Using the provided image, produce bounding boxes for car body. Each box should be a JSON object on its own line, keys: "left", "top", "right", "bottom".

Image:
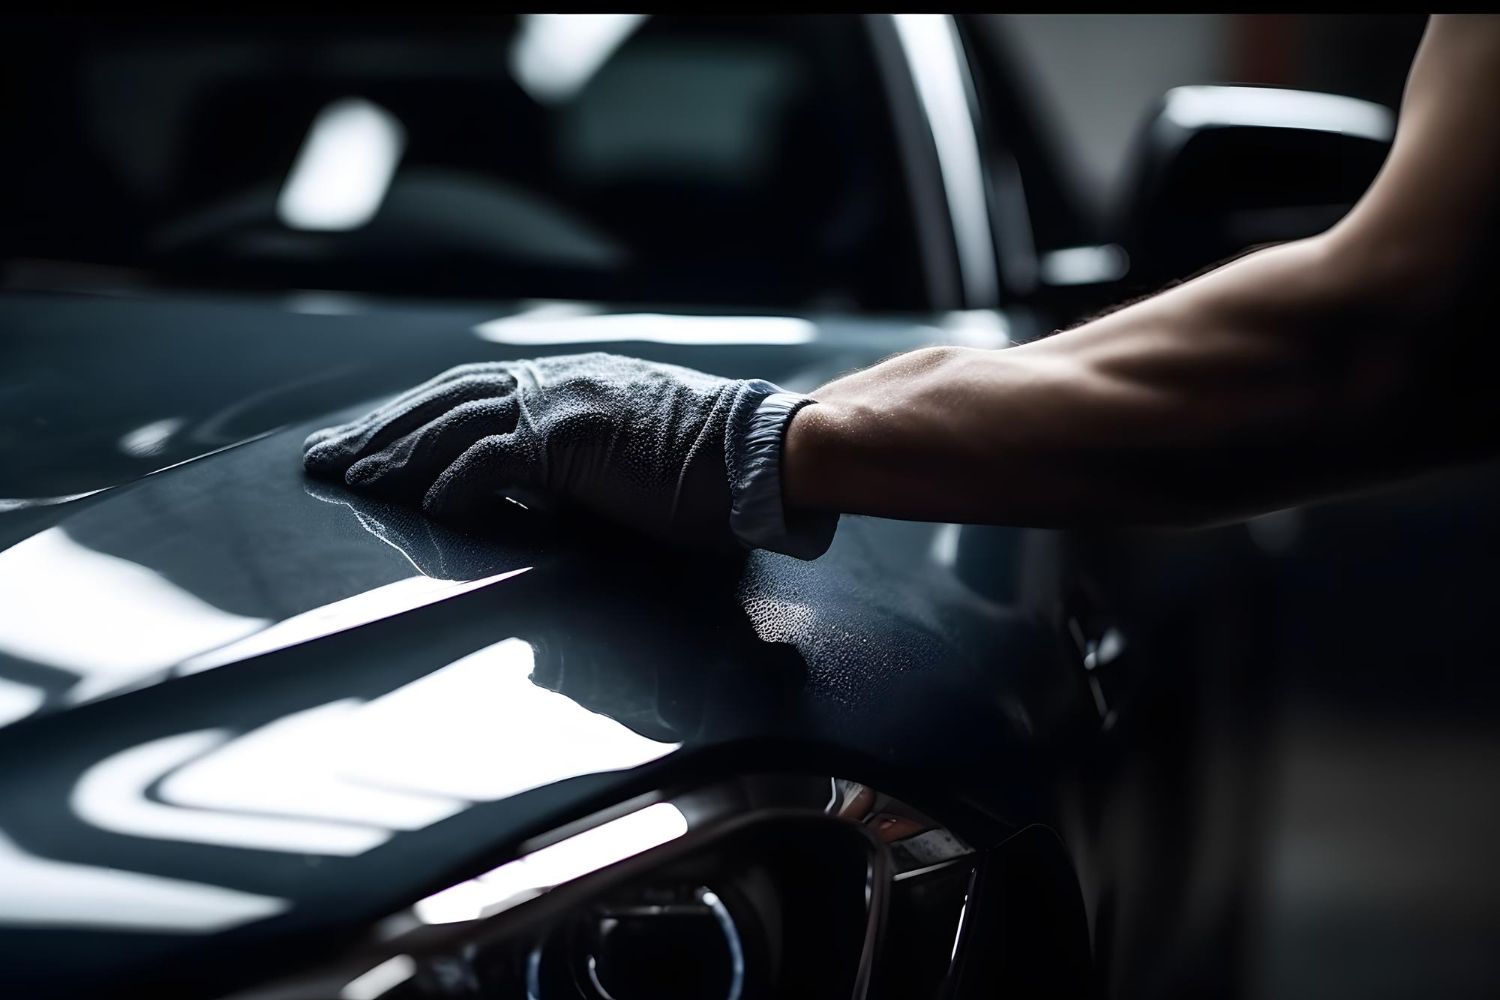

{"left": 0, "top": 15, "right": 1110, "bottom": 997}
{"left": 7, "top": 13, "right": 1492, "bottom": 1000}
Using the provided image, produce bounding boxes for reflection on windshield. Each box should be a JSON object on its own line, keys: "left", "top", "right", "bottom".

{"left": 0, "top": 827, "right": 286, "bottom": 933}
{"left": 509, "top": 14, "right": 648, "bottom": 104}
{"left": 278, "top": 98, "right": 405, "bottom": 232}
{"left": 6, "top": 16, "right": 932, "bottom": 309}
{"left": 72, "top": 639, "right": 680, "bottom": 856}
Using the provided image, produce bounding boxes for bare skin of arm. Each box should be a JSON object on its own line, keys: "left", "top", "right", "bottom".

{"left": 784, "top": 14, "right": 1500, "bottom": 529}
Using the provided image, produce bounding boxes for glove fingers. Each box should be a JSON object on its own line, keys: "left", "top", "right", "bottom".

{"left": 343, "top": 395, "right": 521, "bottom": 501}
{"left": 422, "top": 431, "right": 540, "bottom": 520}
{"left": 303, "top": 422, "right": 350, "bottom": 450}
{"left": 357, "top": 362, "right": 516, "bottom": 425}
{"left": 303, "top": 362, "right": 514, "bottom": 450}
{"left": 305, "top": 371, "right": 511, "bottom": 473}
{"left": 304, "top": 370, "right": 517, "bottom": 478}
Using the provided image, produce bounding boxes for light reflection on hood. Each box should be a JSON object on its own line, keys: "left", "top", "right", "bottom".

{"left": 72, "top": 639, "right": 680, "bottom": 856}
{"left": 414, "top": 801, "right": 689, "bottom": 924}
{"left": 0, "top": 676, "right": 45, "bottom": 729}
{"left": 0, "top": 527, "right": 269, "bottom": 706}
{"left": 0, "top": 506, "right": 534, "bottom": 728}
{"left": 0, "top": 827, "right": 287, "bottom": 933}
{"left": 178, "top": 569, "right": 531, "bottom": 675}
{"left": 474, "top": 309, "right": 817, "bottom": 347}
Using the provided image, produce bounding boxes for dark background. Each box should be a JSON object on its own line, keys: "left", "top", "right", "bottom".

{"left": 1004, "top": 15, "right": 1497, "bottom": 1000}
{"left": 1005, "top": 15, "right": 1427, "bottom": 215}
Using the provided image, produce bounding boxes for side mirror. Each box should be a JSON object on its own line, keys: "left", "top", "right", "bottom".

{"left": 1115, "top": 85, "right": 1394, "bottom": 289}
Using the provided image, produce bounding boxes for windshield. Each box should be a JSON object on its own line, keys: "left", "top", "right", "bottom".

{"left": 2, "top": 15, "right": 930, "bottom": 310}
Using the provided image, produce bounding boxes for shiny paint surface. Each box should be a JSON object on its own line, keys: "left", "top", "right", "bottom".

{"left": 0, "top": 291, "right": 994, "bottom": 504}
{"left": 0, "top": 290, "right": 1077, "bottom": 998}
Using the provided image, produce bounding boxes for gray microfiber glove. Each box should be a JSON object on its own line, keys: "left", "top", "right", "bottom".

{"left": 302, "top": 353, "right": 837, "bottom": 558}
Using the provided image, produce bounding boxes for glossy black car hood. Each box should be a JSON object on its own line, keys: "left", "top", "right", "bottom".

{"left": 0, "top": 291, "right": 1074, "bottom": 997}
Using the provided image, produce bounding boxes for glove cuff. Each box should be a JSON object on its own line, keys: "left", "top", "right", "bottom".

{"left": 726, "top": 380, "right": 839, "bottom": 559}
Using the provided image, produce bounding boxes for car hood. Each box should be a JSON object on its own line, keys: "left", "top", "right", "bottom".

{"left": 0, "top": 290, "right": 1075, "bottom": 997}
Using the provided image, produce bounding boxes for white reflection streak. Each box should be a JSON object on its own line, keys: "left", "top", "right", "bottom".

{"left": 278, "top": 98, "right": 405, "bottom": 231}
{"left": 0, "top": 828, "right": 287, "bottom": 932}
{"left": 415, "top": 802, "right": 689, "bottom": 924}
{"left": 159, "top": 701, "right": 464, "bottom": 832}
{"left": 1037, "top": 244, "right": 1129, "bottom": 287}
{"left": 118, "top": 417, "right": 186, "bottom": 458}
{"left": 73, "top": 639, "right": 678, "bottom": 856}
{"left": 938, "top": 309, "right": 1010, "bottom": 349}
{"left": 72, "top": 730, "right": 393, "bottom": 856}
{"left": 891, "top": 14, "right": 999, "bottom": 307}
{"left": 509, "top": 14, "right": 647, "bottom": 104}
{"left": 339, "top": 638, "right": 678, "bottom": 803}
{"left": 0, "top": 528, "right": 269, "bottom": 703}
{"left": 949, "top": 894, "right": 969, "bottom": 962}
{"left": 341, "top": 955, "right": 417, "bottom": 1000}
{"left": 1163, "top": 86, "right": 1395, "bottom": 142}
{"left": 0, "top": 490, "right": 108, "bottom": 513}
{"left": 0, "top": 676, "right": 45, "bottom": 728}
{"left": 930, "top": 523, "right": 961, "bottom": 568}
{"left": 179, "top": 568, "right": 532, "bottom": 675}
{"left": 475, "top": 312, "right": 816, "bottom": 347}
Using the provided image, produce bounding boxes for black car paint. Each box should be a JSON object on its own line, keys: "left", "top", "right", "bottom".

{"left": 0, "top": 291, "right": 1085, "bottom": 997}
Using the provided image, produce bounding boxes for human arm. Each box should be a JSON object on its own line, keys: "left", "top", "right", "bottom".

{"left": 782, "top": 15, "right": 1500, "bottom": 529}
{"left": 304, "top": 18, "right": 1500, "bottom": 553}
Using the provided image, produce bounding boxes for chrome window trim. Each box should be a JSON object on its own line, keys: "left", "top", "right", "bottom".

{"left": 890, "top": 14, "right": 1001, "bottom": 309}
{"left": 951, "top": 15, "right": 1041, "bottom": 300}
{"left": 864, "top": 14, "right": 964, "bottom": 311}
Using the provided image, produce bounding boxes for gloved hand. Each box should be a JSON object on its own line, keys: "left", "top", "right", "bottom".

{"left": 303, "top": 353, "right": 838, "bottom": 558}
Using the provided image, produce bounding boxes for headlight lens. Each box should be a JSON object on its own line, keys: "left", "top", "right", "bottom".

{"left": 526, "top": 885, "right": 744, "bottom": 1000}
{"left": 221, "top": 775, "right": 976, "bottom": 1000}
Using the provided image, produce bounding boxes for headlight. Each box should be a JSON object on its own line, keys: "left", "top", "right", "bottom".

{"left": 527, "top": 884, "right": 745, "bottom": 1000}
{"left": 222, "top": 775, "right": 978, "bottom": 999}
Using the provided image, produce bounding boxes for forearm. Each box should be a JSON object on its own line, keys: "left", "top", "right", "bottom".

{"left": 782, "top": 15, "right": 1500, "bottom": 532}
{"left": 785, "top": 16, "right": 1500, "bottom": 530}
{"left": 783, "top": 236, "right": 1483, "bottom": 528}
{"left": 1333, "top": 15, "right": 1500, "bottom": 293}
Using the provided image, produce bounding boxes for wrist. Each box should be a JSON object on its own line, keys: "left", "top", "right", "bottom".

{"left": 782, "top": 397, "right": 834, "bottom": 512}
{"left": 724, "top": 382, "right": 839, "bottom": 559}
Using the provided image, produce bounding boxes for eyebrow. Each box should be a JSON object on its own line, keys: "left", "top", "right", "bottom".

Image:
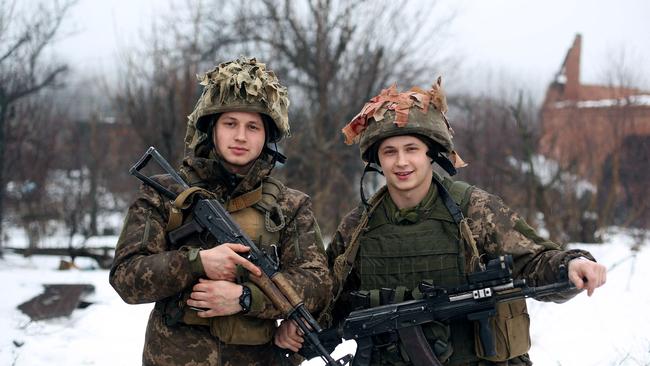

{"left": 221, "top": 117, "right": 261, "bottom": 125}
{"left": 381, "top": 142, "right": 419, "bottom": 150}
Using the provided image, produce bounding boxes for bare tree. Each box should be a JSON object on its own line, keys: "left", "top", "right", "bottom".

{"left": 199, "top": 0, "right": 457, "bottom": 233}
{"left": 4, "top": 92, "right": 65, "bottom": 248}
{"left": 0, "top": 0, "right": 75, "bottom": 250}
{"left": 450, "top": 88, "right": 598, "bottom": 244}
{"left": 113, "top": 1, "right": 240, "bottom": 167}
{"left": 112, "top": 0, "right": 456, "bottom": 234}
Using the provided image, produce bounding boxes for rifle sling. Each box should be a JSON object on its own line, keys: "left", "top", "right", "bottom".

{"left": 226, "top": 184, "right": 263, "bottom": 212}
{"left": 167, "top": 186, "right": 206, "bottom": 231}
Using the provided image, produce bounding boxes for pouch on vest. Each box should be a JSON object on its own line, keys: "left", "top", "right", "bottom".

{"left": 210, "top": 314, "right": 276, "bottom": 345}
{"left": 474, "top": 299, "right": 531, "bottom": 361}
{"left": 180, "top": 292, "right": 277, "bottom": 345}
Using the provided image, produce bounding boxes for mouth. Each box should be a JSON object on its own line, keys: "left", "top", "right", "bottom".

{"left": 229, "top": 146, "right": 249, "bottom": 155}
{"left": 394, "top": 171, "right": 413, "bottom": 180}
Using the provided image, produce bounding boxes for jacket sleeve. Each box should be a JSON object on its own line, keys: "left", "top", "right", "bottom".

{"left": 323, "top": 207, "right": 364, "bottom": 326}
{"left": 245, "top": 189, "right": 333, "bottom": 319}
{"left": 466, "top": 187, "right": 595, "bottom": 303}
{"left": 109, "top": 183, "right": 198, "bottom": 304}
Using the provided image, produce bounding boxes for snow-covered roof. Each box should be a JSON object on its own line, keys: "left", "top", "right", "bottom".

{"left": 553, "top": 95, "right": 650, "bottom": 109}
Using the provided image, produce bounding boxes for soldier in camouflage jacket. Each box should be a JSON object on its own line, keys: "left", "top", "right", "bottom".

{"left": 275, "top": 79, "right": 606, "bottom": 365}
{"left": 110, "top": 57, "right": 331, "bottom": 366}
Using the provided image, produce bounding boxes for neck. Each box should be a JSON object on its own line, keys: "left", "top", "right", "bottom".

{"left": 222, "top": 160, "right": 253, "bottom": 175}
{"left": 387, "top": 171, "right": 433, "bottom": 209}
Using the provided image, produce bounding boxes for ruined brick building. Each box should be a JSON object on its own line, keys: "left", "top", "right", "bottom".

{"left": 539, "top": 34, "right": 650, "bottom": 226}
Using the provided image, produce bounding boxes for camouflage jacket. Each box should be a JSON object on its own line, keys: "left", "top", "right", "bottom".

{"left": 110, "top": 154, "right": 331, "bottom": 366}
{"left": 326, "top": 181, "right": 594, "bottom": 327}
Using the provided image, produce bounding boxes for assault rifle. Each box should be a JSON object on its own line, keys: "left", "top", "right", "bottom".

{"left": 302, "top": 255, "right": 576, "bottom": 366}
{"left": 130, "top": 147, "right": 351, "bottom": 366}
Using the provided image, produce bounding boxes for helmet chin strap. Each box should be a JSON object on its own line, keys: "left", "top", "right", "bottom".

{"left": 430, "top": 152, "right": 457, "bottom": 176}
{"left": 359, "top": 151, "right": 456, "bottom": 208}
{"left": 360, "top": 163, "right": 384, "bottom": 208}
{"left": 264, "top": 142, "right": 287, "bottom": 165}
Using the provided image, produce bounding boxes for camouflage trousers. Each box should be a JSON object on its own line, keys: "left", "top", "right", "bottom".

{"left": 142, "top": 308, "right": 296, "bottom": 366}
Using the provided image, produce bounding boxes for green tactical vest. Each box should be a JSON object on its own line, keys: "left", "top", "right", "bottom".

{"left": 357, "top": 177, "right": 479, "bottom": 365}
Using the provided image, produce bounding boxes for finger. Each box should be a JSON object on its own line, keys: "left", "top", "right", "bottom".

{"left": 193, "top": 282, "right": 208, "bottom": 292}
{"left": 197, "top": 309, "right": 219, "bottom": 318}
{"left": 286, "top": 338, "right": 302, "bottom": 352}
{"left": 225, "top": 243, "right": 251, "bottom": 253}
{"left": 234, "top": 256, "right": 262, "bottom": 277}
{"left": 597, "top": 268, "right": 607, "bottom": 287}
{"left": 198, "top": 278, "right": 221, "bottom": 286}
{"left": 278, "top": 335, "right": 302, "bottom": 352}
{"left": 569, "top": 271, "right": 584, "bottom": 289}
{"left": 279, "top": 340, "right": 299, "bottom": 353}
{"left": 289, "top": 332, "right": 305, "bottom": 344}
{"left": 585, "top": 274, "right": 598, "bottom": 296}
{"left": 296, "top": 325, "right": 304, "bottom": 337}
{"left": 190, "top": 291, "right": 208, "bottom": 301}
{"left": 187, "top": 299, "right": 207, "bottom": 308}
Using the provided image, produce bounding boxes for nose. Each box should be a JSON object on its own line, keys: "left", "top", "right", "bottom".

{"left": 234, "top": 125, "right": 247, "bottom": 142}
{"left": 396, "top": 150, "right": 408, "bottom": 166}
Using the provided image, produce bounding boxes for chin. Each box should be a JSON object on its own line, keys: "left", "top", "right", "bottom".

{"left": 389, "top": 181, "right": 416, "bottom": 192}
{"left": 225, "top": 155, "right": 253, "bottom": 165}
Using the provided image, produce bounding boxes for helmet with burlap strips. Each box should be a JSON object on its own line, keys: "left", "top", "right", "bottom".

{"left": 341, "top": 77, "right": 465, "bottom": 170}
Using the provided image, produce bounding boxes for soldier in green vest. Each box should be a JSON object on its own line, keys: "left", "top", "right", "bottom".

{"left": 274, "top": 78, "right": 606, "bottom": 365}
{"left": 110, "top": 57, "right": 331, "bottom": 366}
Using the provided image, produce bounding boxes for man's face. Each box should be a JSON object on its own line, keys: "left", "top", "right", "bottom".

{"left": 377, "top": 135, "right": 433, "bottom": 196}
{"left": 213, "top": 111, "right": 266, "bottom": 173}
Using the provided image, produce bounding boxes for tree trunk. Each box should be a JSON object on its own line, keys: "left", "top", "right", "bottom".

{"left": 0, "top": 102, "right": 7, "bottom": 256}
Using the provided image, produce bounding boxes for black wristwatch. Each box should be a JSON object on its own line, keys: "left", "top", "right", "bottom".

{"left": 239, "top": 285, "right": 252, "bottom": 314}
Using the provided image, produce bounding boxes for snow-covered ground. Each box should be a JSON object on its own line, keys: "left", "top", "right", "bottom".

{"left": 1, "top": 227, "right": 648, "bottom": 366}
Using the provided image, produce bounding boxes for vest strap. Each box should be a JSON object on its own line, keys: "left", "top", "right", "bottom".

{"left": 255, "top": 177, "right": 286, "bottom": 232}
{"left": 226, "top": 184, "right": 263, "bottom": 212}
{"left": 433, "top": 178, "right": 463, "bottom": 225}
{"left": 434, "top": 178, "right": 481, "bottom": 271}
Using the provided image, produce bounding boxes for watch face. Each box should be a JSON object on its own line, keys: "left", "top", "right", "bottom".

{"left": 240, "top": 286, "right": 252, "bottom": 313}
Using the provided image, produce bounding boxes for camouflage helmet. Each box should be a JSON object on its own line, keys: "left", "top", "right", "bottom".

{"left": 342, "top": 77, "right": 465, "bottom": 169}
{"left": 188, "top": 57, "right": 290, "bottom": 143}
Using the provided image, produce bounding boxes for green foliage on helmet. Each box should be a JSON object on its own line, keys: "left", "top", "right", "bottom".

{"left": 186, "top": 57, "right": 290, "bottom": 152}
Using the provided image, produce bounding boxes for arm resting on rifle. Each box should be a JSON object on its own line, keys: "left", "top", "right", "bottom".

{"left": 464, "top": 187, "right": 596, "bottom": 303}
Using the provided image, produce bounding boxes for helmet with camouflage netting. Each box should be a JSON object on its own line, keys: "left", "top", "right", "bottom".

{"left": 341, "top": 77, "right": 466, "bottom": 174}
{"left": 186, "top": 57, "right": 290, "bottom": 153}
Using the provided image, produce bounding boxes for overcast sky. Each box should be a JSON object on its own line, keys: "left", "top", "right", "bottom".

{"left": 56, "top": 0, "right": 649, "bottom": 100}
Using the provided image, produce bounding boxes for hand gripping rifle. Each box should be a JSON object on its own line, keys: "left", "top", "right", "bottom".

{"left": 130, "top": 147, "right": 352, "bottom": 366}
{"left": 303, "top": 254, "right": 576, "bottom": 366}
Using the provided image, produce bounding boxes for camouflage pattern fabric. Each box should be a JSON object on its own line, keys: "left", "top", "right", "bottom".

{"left": 110, "top": 153, "right": 331, "bottom": 366}
{"left": 326, "top": 185, "right": 595, "bottom": 365}
{"left": 110, "top": 153, "right": 331, "bottom": 365}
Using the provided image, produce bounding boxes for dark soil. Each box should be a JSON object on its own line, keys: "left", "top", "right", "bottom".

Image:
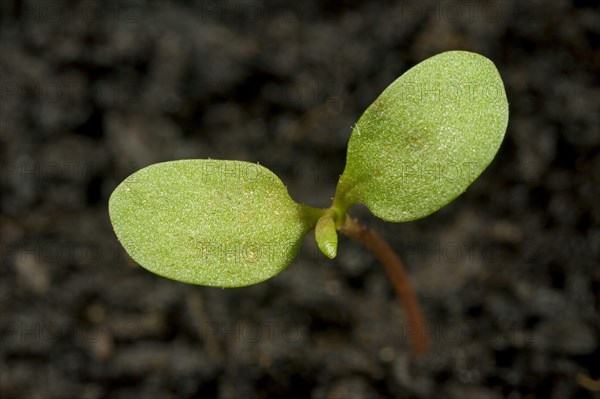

{"left": 1, "top": 1, "right": 599, "bottom": 398}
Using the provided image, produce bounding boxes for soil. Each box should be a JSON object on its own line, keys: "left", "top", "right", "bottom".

{"left": 1, "top": 1, "right": 599, "bottom": 398}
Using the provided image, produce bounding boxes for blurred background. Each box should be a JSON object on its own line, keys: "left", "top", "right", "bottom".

{"left": 1, "top": 1, "right": 598, "bottom": 398}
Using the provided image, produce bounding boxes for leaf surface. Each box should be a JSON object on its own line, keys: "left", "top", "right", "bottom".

{"left": 109, "top": 160, "right": 320, "bottom": 287}
{"left": 335, "top": 51, "right": 509, "bottom": 222}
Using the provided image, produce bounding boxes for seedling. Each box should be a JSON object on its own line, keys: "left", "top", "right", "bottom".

{"left": 109, "top": 51, "right": 508, "bottom": 354}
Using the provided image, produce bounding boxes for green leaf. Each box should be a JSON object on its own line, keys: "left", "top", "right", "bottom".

{"left": 334, "top": 51, "right": 509, "bottom": 222}
{"left": 315, "top": 210, "right": 338, "bottom": 259}
{"left": 109, "top": 160, "right": 322, "bottom": 287}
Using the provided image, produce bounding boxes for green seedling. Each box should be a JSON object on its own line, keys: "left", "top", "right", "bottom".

{"left": 109, "top": 51, "right": 508, "bottom": 354}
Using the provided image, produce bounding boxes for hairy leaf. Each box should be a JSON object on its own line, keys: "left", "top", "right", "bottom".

{"left": 109, "top": 160, "right": 321, "bottom": 287}
{"left": 334, "top": 51, "right": 509, "bottom": 222}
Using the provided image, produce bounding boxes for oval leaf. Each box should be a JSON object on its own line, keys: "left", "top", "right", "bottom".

{"left": 334, "top": 51, "right": 509, "bottom": 222}
{"left": 109, "top": 160, "right": 321, "bottom": 287}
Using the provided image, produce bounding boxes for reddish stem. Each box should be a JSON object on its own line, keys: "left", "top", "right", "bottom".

{"left": 340, "top": 216, "right": 428, "bottom": 355}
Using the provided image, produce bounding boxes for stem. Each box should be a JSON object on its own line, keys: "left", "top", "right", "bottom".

{"left": 339, "top": 216, "right": 428, "bottom": 355}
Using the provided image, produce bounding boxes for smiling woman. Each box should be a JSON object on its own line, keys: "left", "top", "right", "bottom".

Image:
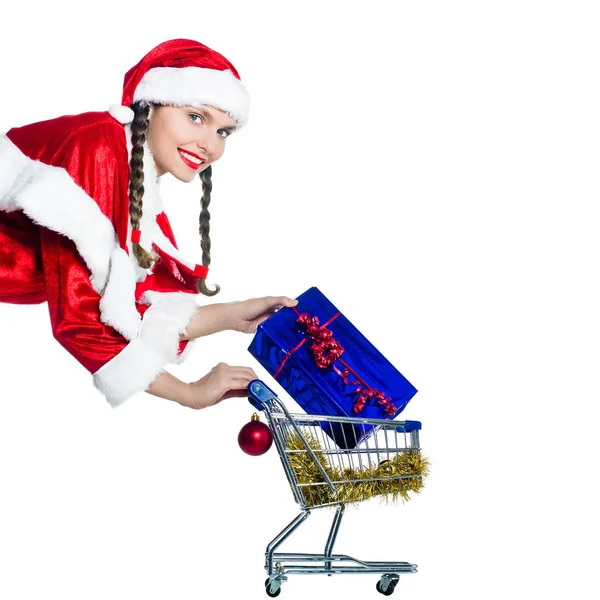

{"left": 0, "top": 38, "right": 298, "bottom": 410}
{"left": 147, "top": 105, "right": 237, "bottom": 180}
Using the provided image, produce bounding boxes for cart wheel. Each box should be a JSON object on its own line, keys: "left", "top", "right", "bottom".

{"left": 265, "top": 578, "right": 281, "bottom": 597}
{"left": 376, "top": 576, "right": 399, "bottom": 596}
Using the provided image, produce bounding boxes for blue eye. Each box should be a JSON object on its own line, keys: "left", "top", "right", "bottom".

※ ※ ※

**Activity**
Each line from the one that contains "Using the provided image, produce bounding boxes for stem." through the end of the records should be restated exactly; include both end lines and leave any pictures out.

**Result of the exercise**
Using the provided image, produce bounding boxes for stem. Each box should be a JSON object on its own line, keys: "left", "top", "right", "bottom".

{"left": 339, "top": 216, "right": 428, "bottom": 355}
Using the provided image, produce bounding boxes for smiling woman. Each box should be a JSON object on its own line, keys: "left", "top", "right", "bottom".

Image:

{"left": 0, "top": 38, "right": 298, "bottom": 410}
{"left": 147, "top": 105, "right": 237, "bottom": 180}
Using the provided image, produce bounding boxes for cart wheel. Each box should be a JSON object on its own line, keys: "left", "top", "right", "bottom".

{"left": 265, "top": 578, "right": 281, "bottom": 597}
{"left": 376, "top": 576, "right": 399, "bottom": 596}
Using the provided image, produce bounding boxes for blue eye. Each box should be a JSON object on its own line, keys: "left", "top", "right", "bottom".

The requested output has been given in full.